__Required task__
Please retype the lines running from the one containing "of the eye in" through the one containing "point(18, 19)", both included, without altering a single character.

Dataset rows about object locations

________________________

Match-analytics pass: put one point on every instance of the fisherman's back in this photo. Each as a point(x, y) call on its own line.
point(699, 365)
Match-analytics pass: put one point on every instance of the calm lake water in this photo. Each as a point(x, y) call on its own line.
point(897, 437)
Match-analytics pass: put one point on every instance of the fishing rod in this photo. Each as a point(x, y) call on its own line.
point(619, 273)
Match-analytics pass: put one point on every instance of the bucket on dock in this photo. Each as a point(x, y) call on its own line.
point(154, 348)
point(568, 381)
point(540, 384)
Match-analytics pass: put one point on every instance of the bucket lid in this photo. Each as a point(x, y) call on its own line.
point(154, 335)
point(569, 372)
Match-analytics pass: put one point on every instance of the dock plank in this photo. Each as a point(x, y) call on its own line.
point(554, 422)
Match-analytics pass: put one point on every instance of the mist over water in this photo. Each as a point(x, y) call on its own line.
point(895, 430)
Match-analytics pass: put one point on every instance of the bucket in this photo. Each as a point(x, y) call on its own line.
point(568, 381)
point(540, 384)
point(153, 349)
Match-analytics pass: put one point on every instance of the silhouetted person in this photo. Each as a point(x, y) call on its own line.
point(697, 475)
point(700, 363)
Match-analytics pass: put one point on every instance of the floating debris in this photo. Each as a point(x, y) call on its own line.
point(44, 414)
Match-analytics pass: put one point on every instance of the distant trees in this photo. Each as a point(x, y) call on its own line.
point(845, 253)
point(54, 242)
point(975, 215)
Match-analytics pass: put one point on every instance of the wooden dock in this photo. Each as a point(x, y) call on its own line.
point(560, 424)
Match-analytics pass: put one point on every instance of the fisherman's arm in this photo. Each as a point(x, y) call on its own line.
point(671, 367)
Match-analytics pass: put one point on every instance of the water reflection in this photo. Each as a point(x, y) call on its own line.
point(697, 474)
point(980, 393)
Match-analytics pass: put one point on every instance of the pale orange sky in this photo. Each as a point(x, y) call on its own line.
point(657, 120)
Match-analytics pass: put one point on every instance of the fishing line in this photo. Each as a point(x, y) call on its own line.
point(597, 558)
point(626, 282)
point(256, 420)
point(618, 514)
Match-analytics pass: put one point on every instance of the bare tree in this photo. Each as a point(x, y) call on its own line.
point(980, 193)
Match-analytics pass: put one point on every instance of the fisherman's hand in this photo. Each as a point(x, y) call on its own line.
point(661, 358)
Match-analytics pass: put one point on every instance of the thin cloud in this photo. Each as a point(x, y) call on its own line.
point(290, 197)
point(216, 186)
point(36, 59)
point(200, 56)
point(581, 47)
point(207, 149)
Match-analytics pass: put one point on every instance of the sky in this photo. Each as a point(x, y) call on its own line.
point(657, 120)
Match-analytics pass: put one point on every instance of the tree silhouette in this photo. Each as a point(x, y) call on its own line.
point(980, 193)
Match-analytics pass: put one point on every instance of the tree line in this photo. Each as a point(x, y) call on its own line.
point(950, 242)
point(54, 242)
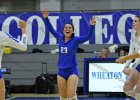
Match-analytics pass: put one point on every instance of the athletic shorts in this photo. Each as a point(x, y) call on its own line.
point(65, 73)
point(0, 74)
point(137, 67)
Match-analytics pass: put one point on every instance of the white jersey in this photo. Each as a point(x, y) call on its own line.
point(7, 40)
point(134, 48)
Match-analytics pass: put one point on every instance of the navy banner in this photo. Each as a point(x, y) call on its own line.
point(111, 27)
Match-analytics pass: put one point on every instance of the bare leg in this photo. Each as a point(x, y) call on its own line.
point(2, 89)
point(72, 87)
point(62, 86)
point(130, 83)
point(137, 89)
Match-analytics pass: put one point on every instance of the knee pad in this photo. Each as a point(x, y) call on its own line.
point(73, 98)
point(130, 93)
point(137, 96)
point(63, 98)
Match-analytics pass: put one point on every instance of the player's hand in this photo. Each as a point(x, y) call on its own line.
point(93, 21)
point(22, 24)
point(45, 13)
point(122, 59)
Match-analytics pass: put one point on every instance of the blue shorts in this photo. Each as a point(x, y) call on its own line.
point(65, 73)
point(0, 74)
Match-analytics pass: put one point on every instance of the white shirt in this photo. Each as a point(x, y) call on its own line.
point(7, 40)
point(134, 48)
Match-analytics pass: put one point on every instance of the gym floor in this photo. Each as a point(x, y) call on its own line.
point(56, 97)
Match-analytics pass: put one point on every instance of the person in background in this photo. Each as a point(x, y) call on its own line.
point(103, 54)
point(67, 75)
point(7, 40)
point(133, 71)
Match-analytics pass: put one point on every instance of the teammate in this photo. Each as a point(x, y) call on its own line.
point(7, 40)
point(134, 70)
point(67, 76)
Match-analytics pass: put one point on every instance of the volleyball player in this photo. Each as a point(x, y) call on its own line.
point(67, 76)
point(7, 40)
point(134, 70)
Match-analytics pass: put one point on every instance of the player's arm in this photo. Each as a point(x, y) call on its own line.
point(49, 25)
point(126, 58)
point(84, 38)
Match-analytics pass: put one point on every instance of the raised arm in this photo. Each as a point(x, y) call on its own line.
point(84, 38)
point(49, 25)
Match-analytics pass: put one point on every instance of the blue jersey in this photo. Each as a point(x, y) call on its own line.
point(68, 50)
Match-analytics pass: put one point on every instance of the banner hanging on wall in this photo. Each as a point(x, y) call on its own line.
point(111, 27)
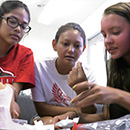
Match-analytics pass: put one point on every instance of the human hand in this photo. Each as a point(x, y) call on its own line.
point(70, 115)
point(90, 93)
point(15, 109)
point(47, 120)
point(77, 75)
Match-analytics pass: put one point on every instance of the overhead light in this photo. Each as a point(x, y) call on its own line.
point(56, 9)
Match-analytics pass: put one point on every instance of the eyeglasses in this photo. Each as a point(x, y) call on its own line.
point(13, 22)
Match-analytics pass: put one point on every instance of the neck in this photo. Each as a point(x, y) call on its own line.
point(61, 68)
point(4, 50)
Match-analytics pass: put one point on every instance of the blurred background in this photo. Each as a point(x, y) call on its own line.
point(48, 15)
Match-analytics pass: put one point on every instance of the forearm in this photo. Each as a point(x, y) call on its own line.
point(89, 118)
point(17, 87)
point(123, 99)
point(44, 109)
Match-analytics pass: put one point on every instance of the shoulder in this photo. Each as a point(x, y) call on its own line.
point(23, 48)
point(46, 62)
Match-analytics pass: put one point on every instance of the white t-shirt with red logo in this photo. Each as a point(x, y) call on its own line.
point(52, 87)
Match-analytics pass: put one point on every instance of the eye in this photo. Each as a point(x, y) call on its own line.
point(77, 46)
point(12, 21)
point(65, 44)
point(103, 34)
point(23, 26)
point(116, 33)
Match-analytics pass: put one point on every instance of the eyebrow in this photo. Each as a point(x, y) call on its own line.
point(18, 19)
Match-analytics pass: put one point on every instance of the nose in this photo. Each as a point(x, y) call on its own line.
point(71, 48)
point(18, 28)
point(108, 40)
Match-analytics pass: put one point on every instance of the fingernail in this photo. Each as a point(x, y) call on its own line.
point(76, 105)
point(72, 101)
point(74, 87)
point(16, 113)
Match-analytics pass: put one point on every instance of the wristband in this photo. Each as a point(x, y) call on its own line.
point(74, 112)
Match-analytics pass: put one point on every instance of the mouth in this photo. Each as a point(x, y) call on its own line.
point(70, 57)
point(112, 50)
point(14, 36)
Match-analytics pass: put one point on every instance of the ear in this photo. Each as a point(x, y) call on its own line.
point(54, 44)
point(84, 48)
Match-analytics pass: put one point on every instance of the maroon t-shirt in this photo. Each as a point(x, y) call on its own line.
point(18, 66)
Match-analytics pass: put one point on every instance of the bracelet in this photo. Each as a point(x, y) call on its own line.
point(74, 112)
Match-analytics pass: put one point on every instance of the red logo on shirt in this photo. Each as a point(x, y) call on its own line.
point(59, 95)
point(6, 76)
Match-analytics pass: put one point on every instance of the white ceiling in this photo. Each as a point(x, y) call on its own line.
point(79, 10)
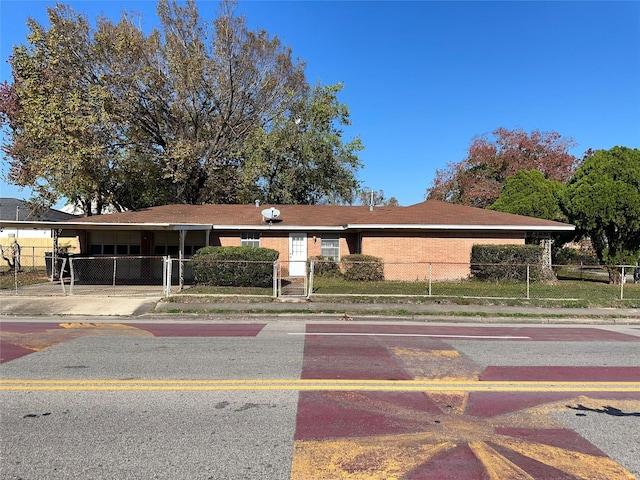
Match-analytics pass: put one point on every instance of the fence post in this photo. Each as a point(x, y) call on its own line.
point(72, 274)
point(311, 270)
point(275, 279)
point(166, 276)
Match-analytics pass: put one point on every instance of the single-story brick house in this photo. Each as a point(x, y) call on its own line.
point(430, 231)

________________________

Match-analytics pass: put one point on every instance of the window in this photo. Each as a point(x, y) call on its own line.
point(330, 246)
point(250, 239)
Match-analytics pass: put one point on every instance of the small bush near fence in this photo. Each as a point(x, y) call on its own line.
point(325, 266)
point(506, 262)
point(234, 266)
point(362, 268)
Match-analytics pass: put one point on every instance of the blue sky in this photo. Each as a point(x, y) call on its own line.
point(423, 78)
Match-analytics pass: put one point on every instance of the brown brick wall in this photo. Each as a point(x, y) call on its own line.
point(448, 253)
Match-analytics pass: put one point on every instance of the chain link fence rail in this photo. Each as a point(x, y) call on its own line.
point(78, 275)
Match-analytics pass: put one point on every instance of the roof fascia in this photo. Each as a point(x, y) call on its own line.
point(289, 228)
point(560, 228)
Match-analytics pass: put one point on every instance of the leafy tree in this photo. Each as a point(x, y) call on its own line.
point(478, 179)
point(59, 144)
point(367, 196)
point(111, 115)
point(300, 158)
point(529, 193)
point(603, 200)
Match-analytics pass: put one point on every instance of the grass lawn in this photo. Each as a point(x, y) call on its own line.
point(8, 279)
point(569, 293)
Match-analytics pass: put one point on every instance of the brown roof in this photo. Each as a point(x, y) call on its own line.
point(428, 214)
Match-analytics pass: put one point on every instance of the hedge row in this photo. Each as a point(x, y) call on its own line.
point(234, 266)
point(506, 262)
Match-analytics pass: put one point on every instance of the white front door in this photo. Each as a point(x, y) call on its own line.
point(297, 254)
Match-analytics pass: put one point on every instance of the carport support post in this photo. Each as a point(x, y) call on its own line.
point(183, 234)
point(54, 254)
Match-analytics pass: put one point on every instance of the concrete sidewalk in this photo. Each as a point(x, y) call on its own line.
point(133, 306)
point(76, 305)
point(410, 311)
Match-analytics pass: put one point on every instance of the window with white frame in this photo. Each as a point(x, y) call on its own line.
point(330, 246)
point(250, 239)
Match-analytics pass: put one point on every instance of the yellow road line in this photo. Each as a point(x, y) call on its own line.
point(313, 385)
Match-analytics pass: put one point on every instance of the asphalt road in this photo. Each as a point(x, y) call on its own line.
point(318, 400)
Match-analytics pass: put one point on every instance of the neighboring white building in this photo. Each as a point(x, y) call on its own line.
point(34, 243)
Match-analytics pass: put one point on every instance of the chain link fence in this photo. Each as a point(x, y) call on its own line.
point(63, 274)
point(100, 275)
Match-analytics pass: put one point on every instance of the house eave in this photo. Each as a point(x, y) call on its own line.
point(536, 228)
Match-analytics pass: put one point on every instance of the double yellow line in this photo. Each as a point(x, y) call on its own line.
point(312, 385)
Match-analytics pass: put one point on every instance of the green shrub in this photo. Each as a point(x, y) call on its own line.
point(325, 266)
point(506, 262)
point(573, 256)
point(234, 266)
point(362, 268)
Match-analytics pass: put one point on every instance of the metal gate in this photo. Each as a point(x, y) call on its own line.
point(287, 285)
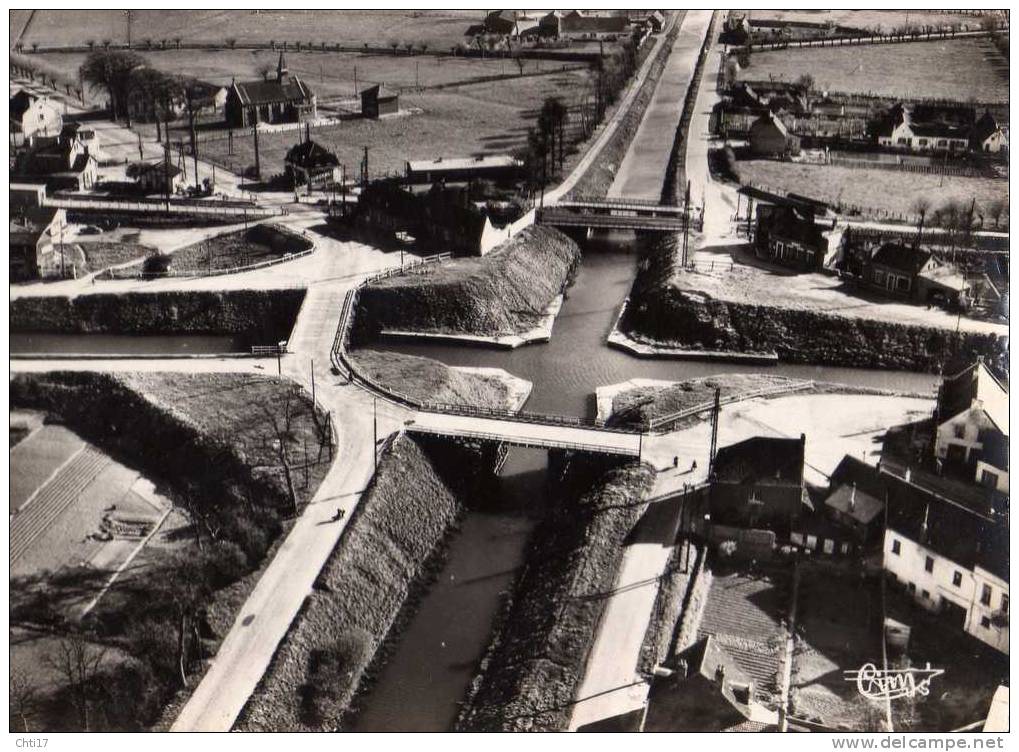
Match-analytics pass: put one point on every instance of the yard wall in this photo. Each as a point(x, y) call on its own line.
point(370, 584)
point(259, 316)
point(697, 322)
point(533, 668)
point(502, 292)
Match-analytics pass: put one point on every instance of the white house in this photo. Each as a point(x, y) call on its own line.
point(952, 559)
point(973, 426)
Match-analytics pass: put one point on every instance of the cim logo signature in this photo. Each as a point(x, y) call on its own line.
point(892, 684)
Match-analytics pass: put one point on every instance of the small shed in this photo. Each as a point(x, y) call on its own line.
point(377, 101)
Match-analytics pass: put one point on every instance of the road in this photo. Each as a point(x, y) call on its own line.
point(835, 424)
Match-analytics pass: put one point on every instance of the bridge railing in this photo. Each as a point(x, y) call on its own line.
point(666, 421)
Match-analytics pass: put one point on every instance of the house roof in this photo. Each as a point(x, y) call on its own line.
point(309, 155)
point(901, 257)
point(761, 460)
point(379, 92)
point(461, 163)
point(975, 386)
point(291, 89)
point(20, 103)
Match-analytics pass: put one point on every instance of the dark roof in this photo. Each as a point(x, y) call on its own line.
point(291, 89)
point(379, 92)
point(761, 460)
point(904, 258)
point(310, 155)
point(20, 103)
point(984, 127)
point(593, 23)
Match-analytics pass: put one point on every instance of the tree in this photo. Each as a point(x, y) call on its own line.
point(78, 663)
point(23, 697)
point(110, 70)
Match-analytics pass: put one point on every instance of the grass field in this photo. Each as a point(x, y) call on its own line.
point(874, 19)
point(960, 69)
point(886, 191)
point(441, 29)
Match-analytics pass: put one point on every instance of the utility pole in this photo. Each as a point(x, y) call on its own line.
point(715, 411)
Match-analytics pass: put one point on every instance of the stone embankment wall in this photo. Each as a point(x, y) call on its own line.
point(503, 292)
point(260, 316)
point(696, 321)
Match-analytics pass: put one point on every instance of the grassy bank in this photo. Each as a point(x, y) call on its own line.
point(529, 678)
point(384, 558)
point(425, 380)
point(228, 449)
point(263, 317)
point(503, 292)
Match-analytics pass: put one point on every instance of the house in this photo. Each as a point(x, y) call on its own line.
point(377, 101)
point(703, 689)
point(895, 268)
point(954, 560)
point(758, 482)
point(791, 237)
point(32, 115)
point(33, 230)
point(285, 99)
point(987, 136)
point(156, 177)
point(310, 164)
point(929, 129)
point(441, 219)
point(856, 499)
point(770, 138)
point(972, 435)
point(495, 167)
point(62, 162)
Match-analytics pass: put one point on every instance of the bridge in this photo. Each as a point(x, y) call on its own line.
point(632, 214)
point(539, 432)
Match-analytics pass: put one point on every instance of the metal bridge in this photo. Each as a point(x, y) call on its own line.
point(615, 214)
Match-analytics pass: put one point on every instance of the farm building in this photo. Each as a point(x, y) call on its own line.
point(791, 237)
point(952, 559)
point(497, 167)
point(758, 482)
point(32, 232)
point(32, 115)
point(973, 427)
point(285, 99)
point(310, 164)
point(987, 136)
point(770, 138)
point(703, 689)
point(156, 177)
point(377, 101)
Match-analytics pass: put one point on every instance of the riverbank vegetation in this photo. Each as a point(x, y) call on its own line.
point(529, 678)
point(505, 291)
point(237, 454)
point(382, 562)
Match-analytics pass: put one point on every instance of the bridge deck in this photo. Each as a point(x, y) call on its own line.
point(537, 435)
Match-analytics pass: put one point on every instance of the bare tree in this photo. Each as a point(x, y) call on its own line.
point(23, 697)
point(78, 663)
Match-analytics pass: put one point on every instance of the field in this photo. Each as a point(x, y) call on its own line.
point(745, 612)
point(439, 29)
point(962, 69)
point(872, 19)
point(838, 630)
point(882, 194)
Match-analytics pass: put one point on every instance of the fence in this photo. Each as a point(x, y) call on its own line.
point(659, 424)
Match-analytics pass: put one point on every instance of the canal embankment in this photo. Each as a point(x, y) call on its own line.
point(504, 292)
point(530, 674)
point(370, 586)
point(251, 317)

________________________

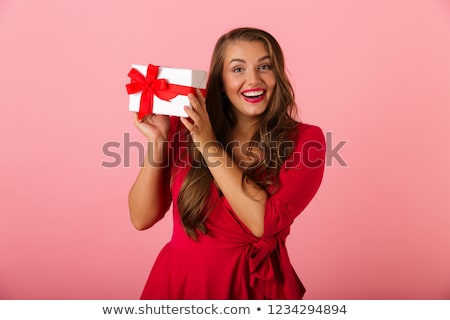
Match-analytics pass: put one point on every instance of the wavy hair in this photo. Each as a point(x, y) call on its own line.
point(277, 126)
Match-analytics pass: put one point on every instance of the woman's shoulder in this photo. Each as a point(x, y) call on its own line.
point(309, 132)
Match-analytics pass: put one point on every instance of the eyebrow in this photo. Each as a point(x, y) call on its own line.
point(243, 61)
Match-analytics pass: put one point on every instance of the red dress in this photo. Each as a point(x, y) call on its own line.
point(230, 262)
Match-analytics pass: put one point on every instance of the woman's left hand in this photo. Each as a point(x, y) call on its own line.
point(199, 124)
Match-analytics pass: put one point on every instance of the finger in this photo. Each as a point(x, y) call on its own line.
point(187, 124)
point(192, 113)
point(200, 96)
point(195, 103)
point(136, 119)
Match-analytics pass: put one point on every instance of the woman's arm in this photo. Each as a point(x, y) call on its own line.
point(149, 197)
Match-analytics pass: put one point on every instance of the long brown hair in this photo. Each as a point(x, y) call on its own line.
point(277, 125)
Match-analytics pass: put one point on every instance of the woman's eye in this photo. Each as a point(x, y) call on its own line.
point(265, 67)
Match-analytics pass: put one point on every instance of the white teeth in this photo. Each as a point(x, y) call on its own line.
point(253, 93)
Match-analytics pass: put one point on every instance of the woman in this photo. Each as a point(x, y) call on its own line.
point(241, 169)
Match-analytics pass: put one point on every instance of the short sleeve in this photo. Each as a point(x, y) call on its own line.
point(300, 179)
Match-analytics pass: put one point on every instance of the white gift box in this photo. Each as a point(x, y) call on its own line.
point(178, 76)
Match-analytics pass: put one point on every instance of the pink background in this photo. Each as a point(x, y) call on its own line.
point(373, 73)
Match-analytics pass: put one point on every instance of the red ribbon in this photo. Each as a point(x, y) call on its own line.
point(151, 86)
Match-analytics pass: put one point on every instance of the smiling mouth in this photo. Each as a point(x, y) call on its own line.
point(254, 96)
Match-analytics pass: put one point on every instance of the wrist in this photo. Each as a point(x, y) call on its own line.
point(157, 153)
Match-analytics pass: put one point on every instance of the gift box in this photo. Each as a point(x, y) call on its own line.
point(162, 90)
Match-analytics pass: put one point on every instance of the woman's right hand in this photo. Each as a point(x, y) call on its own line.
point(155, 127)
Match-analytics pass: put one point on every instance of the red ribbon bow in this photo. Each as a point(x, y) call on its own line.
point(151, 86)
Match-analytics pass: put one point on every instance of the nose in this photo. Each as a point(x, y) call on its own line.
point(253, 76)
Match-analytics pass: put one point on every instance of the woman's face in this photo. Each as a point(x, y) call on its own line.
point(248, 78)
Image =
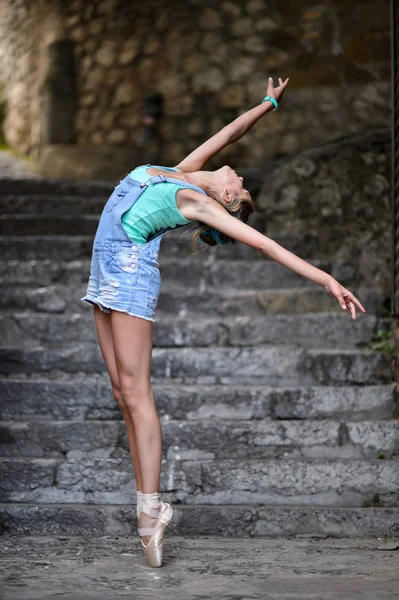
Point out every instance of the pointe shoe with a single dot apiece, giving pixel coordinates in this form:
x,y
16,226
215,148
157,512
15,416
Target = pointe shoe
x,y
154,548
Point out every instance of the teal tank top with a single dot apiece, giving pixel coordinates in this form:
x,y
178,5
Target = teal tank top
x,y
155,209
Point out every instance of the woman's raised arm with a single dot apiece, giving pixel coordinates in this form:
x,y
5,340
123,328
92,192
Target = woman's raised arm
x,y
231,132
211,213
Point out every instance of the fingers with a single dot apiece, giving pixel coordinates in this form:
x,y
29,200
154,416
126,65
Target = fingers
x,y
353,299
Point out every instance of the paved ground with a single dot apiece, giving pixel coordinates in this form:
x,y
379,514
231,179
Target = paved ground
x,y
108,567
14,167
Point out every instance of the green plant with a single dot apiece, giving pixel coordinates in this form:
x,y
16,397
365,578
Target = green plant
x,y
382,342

________________________

__Answer to this problem__
Match-analytics pass: put one point on every instance of the eye in this photo. Each as a point(x, y) call on its own line.
point(77, 46)
point(12, 21)
point(65, 44)
point(103, 34)
point(23, 26)
point(116, 33)
Match-analytics pass: put one point on every instance of the eyebrow in this photo. Each as a point(x, y) call on its own line.
point(18, 19)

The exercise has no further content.